- **WHAT YOU NEED TO DO**:
Echo the lines below word for word, without changing a single character.

- **DATA LISTING**:
______

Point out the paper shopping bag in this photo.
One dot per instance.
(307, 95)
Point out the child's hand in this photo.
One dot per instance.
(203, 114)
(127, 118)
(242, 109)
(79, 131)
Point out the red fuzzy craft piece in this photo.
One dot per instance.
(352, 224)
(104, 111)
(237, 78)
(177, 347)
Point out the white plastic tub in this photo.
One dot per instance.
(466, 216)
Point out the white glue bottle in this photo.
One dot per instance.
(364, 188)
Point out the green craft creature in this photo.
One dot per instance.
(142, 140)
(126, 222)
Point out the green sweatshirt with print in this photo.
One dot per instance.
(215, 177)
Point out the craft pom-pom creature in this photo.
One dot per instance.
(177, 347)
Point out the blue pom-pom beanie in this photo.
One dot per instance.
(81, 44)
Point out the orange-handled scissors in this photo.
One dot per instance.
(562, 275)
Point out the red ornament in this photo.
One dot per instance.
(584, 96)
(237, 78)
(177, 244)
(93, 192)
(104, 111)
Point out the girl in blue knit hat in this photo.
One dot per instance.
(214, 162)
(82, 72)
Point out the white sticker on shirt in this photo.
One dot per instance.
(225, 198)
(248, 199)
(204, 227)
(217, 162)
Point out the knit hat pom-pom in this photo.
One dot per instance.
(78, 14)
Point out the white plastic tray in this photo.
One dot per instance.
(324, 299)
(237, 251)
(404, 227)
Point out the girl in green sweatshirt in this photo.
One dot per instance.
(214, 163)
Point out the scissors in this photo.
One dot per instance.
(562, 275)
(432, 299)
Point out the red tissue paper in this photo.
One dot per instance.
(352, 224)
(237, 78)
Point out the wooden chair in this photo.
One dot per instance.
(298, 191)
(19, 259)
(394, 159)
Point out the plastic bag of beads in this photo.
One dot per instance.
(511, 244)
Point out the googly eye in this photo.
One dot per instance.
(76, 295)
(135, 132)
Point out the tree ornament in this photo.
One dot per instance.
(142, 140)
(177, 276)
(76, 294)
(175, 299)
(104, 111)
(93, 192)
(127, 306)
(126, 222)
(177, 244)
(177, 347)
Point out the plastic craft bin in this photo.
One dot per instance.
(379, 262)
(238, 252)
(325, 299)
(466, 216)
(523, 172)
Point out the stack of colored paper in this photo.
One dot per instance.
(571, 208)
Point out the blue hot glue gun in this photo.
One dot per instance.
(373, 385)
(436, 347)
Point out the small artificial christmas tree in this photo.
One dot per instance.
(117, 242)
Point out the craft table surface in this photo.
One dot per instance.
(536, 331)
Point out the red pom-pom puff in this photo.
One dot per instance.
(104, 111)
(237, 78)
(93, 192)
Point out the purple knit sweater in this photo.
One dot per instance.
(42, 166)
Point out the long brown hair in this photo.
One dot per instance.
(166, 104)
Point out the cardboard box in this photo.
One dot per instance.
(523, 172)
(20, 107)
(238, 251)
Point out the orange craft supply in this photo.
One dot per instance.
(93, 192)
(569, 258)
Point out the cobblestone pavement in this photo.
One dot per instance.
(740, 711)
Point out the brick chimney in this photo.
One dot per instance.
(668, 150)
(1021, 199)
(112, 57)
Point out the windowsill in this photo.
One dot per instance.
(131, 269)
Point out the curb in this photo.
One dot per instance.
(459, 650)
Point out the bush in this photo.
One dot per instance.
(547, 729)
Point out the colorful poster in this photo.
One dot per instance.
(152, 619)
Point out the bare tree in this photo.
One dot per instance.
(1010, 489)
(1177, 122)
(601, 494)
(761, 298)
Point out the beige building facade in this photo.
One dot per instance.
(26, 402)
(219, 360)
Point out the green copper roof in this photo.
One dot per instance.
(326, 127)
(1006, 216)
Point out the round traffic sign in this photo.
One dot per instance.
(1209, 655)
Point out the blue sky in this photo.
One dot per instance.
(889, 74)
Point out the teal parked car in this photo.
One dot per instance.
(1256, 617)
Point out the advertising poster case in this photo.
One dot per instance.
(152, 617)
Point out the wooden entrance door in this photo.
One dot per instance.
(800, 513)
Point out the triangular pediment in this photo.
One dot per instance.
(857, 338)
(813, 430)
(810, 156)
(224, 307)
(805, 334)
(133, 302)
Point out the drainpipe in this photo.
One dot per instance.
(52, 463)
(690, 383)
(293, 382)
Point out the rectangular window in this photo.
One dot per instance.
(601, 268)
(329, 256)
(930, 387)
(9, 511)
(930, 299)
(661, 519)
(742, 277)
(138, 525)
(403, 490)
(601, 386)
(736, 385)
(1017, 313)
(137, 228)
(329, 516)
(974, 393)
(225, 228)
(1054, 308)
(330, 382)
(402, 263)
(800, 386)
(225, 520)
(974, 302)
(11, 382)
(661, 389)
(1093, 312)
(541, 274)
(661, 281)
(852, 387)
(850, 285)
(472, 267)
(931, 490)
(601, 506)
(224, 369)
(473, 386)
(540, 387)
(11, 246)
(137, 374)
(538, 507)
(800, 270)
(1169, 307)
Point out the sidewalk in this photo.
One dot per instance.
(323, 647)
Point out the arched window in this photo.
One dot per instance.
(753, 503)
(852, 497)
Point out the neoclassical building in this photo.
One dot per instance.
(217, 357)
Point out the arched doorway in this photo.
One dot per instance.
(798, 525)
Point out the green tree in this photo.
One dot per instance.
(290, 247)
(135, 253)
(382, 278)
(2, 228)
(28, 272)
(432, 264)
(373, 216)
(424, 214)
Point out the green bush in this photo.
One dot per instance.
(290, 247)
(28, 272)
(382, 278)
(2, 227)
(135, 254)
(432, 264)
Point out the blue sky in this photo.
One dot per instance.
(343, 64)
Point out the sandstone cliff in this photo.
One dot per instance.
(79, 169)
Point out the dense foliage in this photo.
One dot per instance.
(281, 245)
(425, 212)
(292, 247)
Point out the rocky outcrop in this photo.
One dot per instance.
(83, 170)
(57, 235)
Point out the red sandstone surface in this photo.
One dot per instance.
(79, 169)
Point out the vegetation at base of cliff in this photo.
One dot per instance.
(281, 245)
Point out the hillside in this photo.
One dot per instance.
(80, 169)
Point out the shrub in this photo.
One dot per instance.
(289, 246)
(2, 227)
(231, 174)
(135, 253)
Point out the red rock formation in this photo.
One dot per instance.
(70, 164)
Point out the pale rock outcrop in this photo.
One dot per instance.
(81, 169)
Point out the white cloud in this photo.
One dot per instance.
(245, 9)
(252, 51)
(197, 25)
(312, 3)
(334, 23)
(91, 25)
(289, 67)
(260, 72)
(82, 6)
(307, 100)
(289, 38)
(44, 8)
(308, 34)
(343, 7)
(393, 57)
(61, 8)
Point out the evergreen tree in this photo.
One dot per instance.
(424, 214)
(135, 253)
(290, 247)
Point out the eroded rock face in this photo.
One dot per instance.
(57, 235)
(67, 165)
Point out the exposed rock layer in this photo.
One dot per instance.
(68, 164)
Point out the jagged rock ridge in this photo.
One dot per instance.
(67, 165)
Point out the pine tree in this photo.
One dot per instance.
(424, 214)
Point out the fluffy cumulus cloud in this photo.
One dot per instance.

______

- **EXERCISE ANSWER**:
Point out the paper shopping bag in this photo.
One dot per instance.
(307, 95)
Point out the child's hand in this photo.
One dot per instance.
(203, 114)
(127, 118)
(242, 109)
(79, 131)
Point out the red fuzzy craft piece in this photo.
One dot per instance.
(352, 224)
(104, 111)
(237, 78)
(177, 347)
Point out the white plastic tub in this photo.
One dot per instance.
(466, 216)
Point out the white glue bottle in this photo.
One dot per instance.
(364, 188)
Point out the green craft creature in this photo.
One dot per instance.
(142, 140)
(126, 222)
Point out the green sweatshirt with print in this photo.
One dot per instance.
(215, 177)
Point out the craft pom-pom creature in this photo.
One dot per instance.
(177, 347)
Point out the blue pom-pom beanie in this photo.
One dot per instance.
(81, 44)
Point out the orange-handled scissors in this photo.
One dot per instance.
(562, 275)
Point out the red ornament in this photo.
One dot per instance.
(584, 96)
(237, 78)
(177, 244)
(93, 192)
(104, 111)
Point out the girl in blue knit hat in this photo.
One dot per instance.
(214, 162)
(82, 72)
Point out the white sticker on shirt in this photo.
One dot per instance.
(225, 198)
(248, 199)
(204, 227)
(217, 162)
Point out the knit hat pom-pom in this photo.
One dot per instance.
(78, 14)
Point out the white plastic tray in this photo.
One dot per instance.
(324, 299)
(237, 251)
(404, 227)
Point out the girl in green sweatshirt in this photo.
One dot per instance.
(214, 163)
Point out the scissors in this photo.
One dot per instance.
(562, 275)
(432, 299)
Point out the red tissue paper in this photo.
One dot per instance.
(352, 224)
(237, 78)
Point out the wooden chair in this photo.
One dot per instance.
(298, 191)
(19, 259)
(394, 159)
Point out the plastic bag of beads in this photo.
One dot per instance.
(511, 244)
Point out the googly eye in this photo.
One dot per instance.
(76, 295)
(135, 132)
Point out the tree ornament in this photo.
One dot per instance.
(142, 140)
(177, 276)
(76, 294)
(175, 299)
(104, 111)
(93, 192)
(127, 306)
(126, 222)
(177, 244)
(177, 347)
Point out the plastic craft bin in this photo.
One dot per instance.
(379, 262)
(238, 252)
(325, 299)
(466, 216)
(523, 172)
Point out the stack of colored paper in this photo.
One dot per instance.
(571, 208)
Point out the blue hot glue gun in this photo.
One dot per instance.
(373, 385)
(436, 347)
Point out the small artificial christmas tree in this photo.
One dot per instance.
(117, 242)
Point out the craft table surface in this photo.
One dot per instance.
(536, 331)
Point out the red pom-pom puff in this photo.
One dot per instance.
(104, 111)
(237, 78)
(93, 192)
Point out the purple knit sweater in this photo.
One dot per instance.
(42, 166)
Point out the long brown hair in this photo.
One dot per instance.
(166, 104)
Point out the cardboard box in this photo.
One dot per instance.
(523, 172)
(20, 107)
(238, 251)
Point out the orange craft supply in this photo.
One dot per instance.
(93, 192)
(569, 258)
Point out the cobblestone pavement in this photo.
One dot per instance.
(740, 711)
Point out the brick chimney in this photo.
One dot per instance.
(668, 150)
(1021, 199)
(112, 57)
Point out the windowsill in this photo.
One dot per instance.
(131, 269)
Point out the curb in this photo.
One dot per instance.
(459, 650)
Point out the bush in this photo.
One dot per instance.
(547, 729)
Point out the colorful poster in this photo.
One dot per instance.
(152, 619)
Point out the bare tree in this photo.
One dot per instance.
(1010, 489)
(1177, 122)
(601, 494)
(761, 298)
Point out the beige building facade in this photo.
One dot per instance.
(26, 402)
(219, 360)
Point out the green copper roof in this photo.
One dot per instance.
(326, 127)
(1006, 216)
Point out the round traffic sign in this photo.
One dot per instance.
(1209, 655)
Point out the blue sky in this photo.
One dot per instance.
(889, 74)
Point out the teal parked car in this photo.
One dot per instance.
(1256, 617)
Point out the advertising poster case in this photo.
One dot per instance.
(152, 617)
Point out the wooden entrance door in this photo.
One dot per instance.
(800, 513)
Point out the triangular pediment in this photo.
One dot per instance.
(857, 338)
(813, 430)
(810, 156)
(224, 307)
(805, 334)
(133, 302)
Point out the drainpipe in this photo.
One dot per instance.
(52, 463)
(690, 383)
(293, 382)
Point out the rectangular window in this photo.
One dot per instance.
(601, 268)
(329, 256)
(930, 387)
(9, 511)
(930, 299)
(661, 519)
(742, 277)
(138, 525)
(403, 490)
(601, 386)
(736, 385)
(1017, 313)
(137, 228)
(329, 516)
(974, 393)
(225, 228)
(1054, 308)
(330, 382)
(402, 263)
(800, 386)
(225, 520)
(974, 302)
(11, 382)
(661, 389)
(1093, 312)
(541, 274)
(661, 281)
(852, 387)
(850, 285)
(472, 267)
(931, 490)
(601, 506)
(224, 369)
(473, 386)
(540, 387)
(11, 246)
(137, 374)
(538, 507)
(800, 270)
(1169, 307)
Point out the sidewalk in this photo.
One dot per instance.
(323, 647)
Point out the arched window in this photo.
One dot per instance.
(753, 503)
(852, 497)
Point out the neoclassical building in this photo.
One dot per instance.
(217, 357)
Point out the arched doorway in this photo.
One dot per instance.
(798, 525)
Point out the green tree in this photo.
One dot per instance.
(290, 247)
(135, 253)
(382, 278)
(2, 228)
(28, 272)
(432, 264)
(373, 216)
(424, 214)
Point out the green bush in this photo.
One dot per instance.
(290, 247)
(28, 272)
(382, 278)
(2, 227)
(135, 254)
(432, 264)
Point out the blue sky in this photo.
One dot per instance.
(343, 64)
Point out the sandstone cliff in this photo.
One dot per instance.
(79, 169)
Point out the dense foliage in this photo.
One dot per instance.
(281, 245)
(425, 212)
(292, 247)
Point out the rocky outcrop in this photo.
One dot per instance.
(83, 170)
(57, 235)
Point out the red sandstone surface in this photo.
One dot per instance.
(79, 169)
Point out the vegetation at base of cliff in this photo.
One dot per instance.
(281, 245)
Point out the hillside in this photo.
One dot per instance.
(80, 169)
Point out the shrub in this photo.
One dot per instance.
(289, 246)
(2, 227)
(231, 174)
(135, 253)
Point out the red rock formation in this photo.
One dot per instance.
(70, 164)
Point out the pale rock outcrop in this photo.
One dot per instance.
(81, 169)
Point out the white cloud in this photo.
One dot per instance.
(245, 9)
(252, 51)
(197, 25)
(312, 3)
(334, 23)
(91, 25)
(289, 67)
(260, 72)
(82, 6)
(307, 100)
(289, 38)
(44, 8)
(308, 34)
(343, 7)
(393, 57)
(61, 8)
Point out the evergreen tree in this photo.
One dot per instance.
(424, 214)
(135, 253)
(290, 247)
Point out the eroded rock face in this photo.
One dot per instance.
(57, 235)
(67, 165)
Point out the exposed rock layer in this photo.
One dot per instance.
(68, 164)
Point out the jagged rock ridge in this photo.
One dot per instance.
(67, 165)
Point out the pine tree in this photo.
One dot per instance.
(424, 214)
Point out the fluffy cumulus cloud in this photo.
One dot per instance.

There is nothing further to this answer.